─── SELECTED EXTRACT ───
I have now done 15 Pure Barre classes so far this month. I have to do 5 or 6 more to accomplish the monthly challenge. My body is feeling stronger I am gaining lots of muscle. I have not lost weight yet but I am happy with the intense burn I feel during all workouts. I need to wear my waist trainer today but I still have to take a shower and eat lunch. It’s a nice day out again good weather. My body is sore and I need to get my shower in. We have date night tonight planning for dinner and a movie tonight. I need to take my vitamins and clean up around the house. See after if my package arrived. Hope everyone is having a great weekend.
─── EXERCISE DATA ───
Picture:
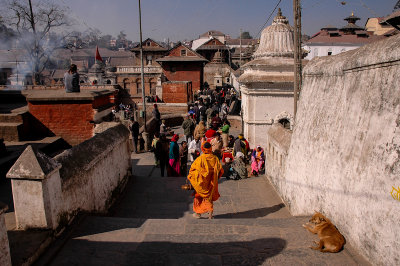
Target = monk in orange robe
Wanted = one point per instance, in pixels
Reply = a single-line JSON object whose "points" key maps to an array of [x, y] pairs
{"points": [[203, 175]]}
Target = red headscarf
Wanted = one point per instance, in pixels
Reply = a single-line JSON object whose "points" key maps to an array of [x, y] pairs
{"points": [[210, 133], [175, 138], [206, 150]]}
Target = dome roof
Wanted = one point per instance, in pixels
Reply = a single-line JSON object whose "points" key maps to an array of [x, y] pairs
{"points": [[276, 40]]}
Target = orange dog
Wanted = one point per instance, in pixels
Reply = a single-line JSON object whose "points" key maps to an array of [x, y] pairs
{"points": [[330, 239]]}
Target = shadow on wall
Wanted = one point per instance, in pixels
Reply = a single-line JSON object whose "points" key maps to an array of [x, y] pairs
{"points": [[256, 213], [361, 194], [171, 253]]}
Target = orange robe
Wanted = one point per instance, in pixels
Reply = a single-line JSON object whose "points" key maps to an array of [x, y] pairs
{"points": [[203, 175]]}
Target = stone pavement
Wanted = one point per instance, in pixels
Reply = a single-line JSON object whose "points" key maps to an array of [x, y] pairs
{"points": [[152, 225]]}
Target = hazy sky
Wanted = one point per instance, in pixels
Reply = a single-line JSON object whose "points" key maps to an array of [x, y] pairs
{"points": [[187, 19]]}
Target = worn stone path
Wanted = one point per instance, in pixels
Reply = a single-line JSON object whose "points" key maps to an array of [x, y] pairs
{"points": [[153, 225]]}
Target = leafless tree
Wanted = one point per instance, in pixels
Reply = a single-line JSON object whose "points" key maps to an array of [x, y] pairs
{"points": [[39, 24]]}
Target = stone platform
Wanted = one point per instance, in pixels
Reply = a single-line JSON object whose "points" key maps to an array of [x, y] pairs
{"points": [[153, 225]]}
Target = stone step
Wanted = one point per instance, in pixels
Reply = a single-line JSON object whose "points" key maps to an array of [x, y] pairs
{"points": [[11, 118], [189, 241], [11, 131]]}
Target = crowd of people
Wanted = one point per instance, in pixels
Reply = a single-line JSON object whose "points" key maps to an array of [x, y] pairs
{"points": [[207, 145]]}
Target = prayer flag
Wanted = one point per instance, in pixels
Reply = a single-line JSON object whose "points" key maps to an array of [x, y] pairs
{"points": [[98, 57]]}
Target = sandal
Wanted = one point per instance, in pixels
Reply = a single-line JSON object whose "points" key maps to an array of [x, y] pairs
{"points": [[197, 215]]}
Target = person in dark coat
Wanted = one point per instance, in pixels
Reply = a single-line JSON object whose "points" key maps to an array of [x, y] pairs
{"points": [[134, 128], [156, 116], [188, 126], [162, 152], [183, 153], [71, 79]]}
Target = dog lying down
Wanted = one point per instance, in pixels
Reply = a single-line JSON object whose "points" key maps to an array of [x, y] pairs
{"points": [[330, 239]]}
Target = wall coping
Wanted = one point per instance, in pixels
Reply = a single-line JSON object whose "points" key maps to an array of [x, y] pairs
{"points": [[177, 82], [85, 155], [33, 164], [281, 135], [3, 208], [380, 54], [61, 95]]}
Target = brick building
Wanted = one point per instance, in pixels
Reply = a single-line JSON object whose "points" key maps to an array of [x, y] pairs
{"points": [[183, 64]]}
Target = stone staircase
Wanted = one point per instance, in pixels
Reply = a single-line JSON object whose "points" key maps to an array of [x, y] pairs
{"points": [[153, 225], [12, 125]]}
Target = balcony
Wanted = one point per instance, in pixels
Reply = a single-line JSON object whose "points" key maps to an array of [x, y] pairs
{"points": [[137, 70]]}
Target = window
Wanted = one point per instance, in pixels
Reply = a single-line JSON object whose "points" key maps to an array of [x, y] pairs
{"points": [[285, 123]]}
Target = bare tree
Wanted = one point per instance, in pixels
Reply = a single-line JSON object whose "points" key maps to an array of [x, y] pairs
{"points": [[36, 24]]}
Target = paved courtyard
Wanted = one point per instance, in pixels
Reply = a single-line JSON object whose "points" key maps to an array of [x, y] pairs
{"points": [[153, 225]]}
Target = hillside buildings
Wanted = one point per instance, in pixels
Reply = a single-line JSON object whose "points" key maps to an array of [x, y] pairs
{"points": [[267, 82], [331, 40]]}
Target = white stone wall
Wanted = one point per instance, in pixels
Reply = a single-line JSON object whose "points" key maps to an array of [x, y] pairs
{"points": [[89, 186], [260, 108], [5, 258], [276, 152], [344, 156], [48, 192], [323, 49]]}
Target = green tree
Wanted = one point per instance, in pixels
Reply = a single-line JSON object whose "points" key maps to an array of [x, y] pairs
{"points": [[34, 24], [246, 35]]}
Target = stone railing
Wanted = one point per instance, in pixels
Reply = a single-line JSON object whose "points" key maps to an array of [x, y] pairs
{"points": [[137, 70], [5, 258], [276, 152], [48, 192]]}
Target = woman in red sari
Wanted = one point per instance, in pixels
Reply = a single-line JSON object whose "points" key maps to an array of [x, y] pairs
{"points": [[203, 175]]}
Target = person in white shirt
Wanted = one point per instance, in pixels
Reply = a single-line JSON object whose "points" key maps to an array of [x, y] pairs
{"points": [[194, 148]]}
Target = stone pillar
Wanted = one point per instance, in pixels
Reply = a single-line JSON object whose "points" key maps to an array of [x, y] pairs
{"points": [[146, 139], [5, 258], [36, 187]]}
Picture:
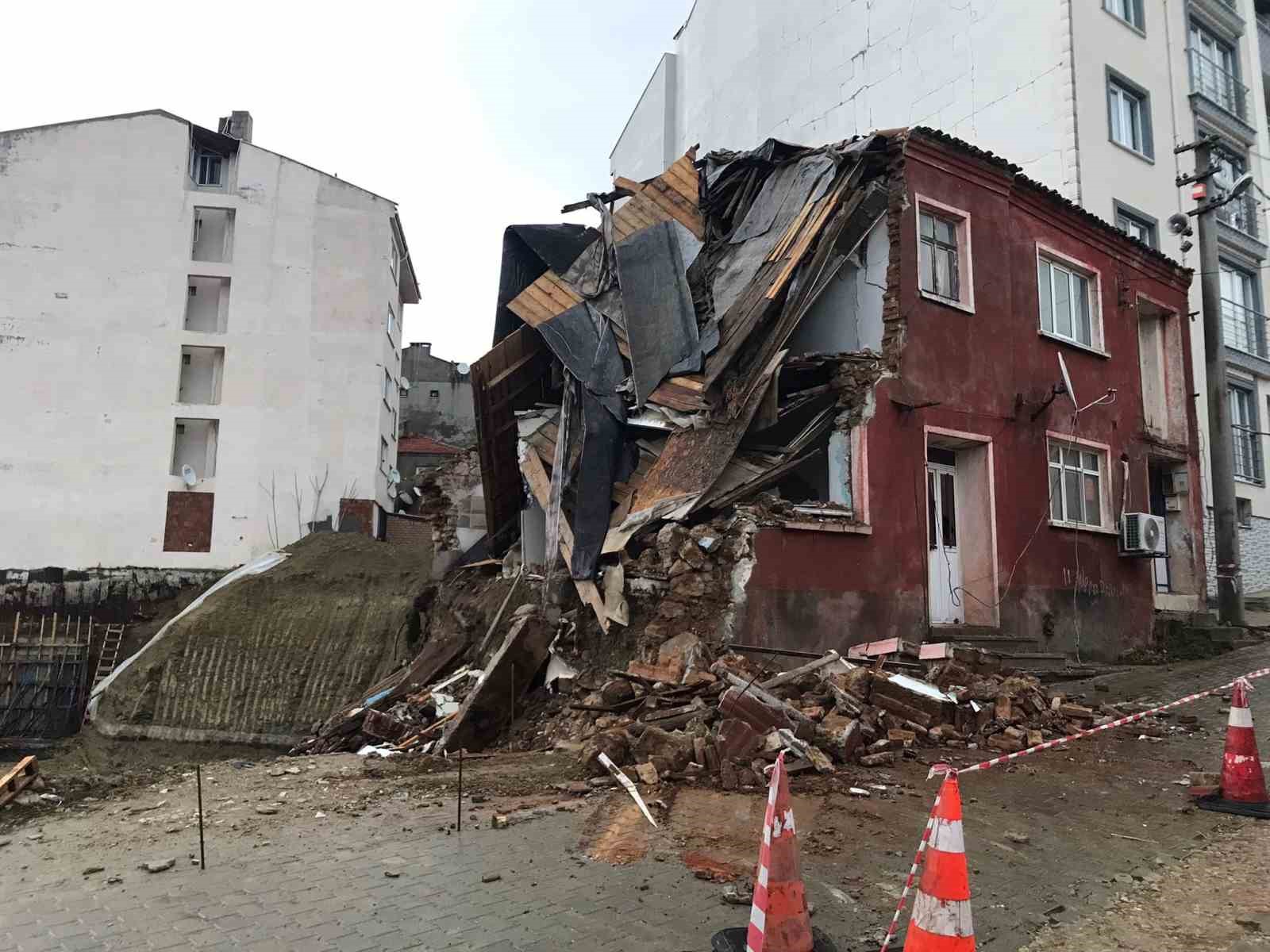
───
WRITTEN REQUEST A: From the Pure Barre entry, list every item the writer says they "need to" or "have to" do.
WRITTEN REQUEST B: Select every line of the records that contains the string "tree", matching case exactly.
The text and the records have nothing to do with each other.

FULL SOLUTION A:
- Do 5 or 6 more Pure Barre classes to finish the monthly challenge
- Wear the waist trainer today
- Take a shower
- Eat lunch
- Take vitamins
- Clean up around the house

FULL SOLUTION B:
Target = leafless tree
Target = bare tree
Target = green tree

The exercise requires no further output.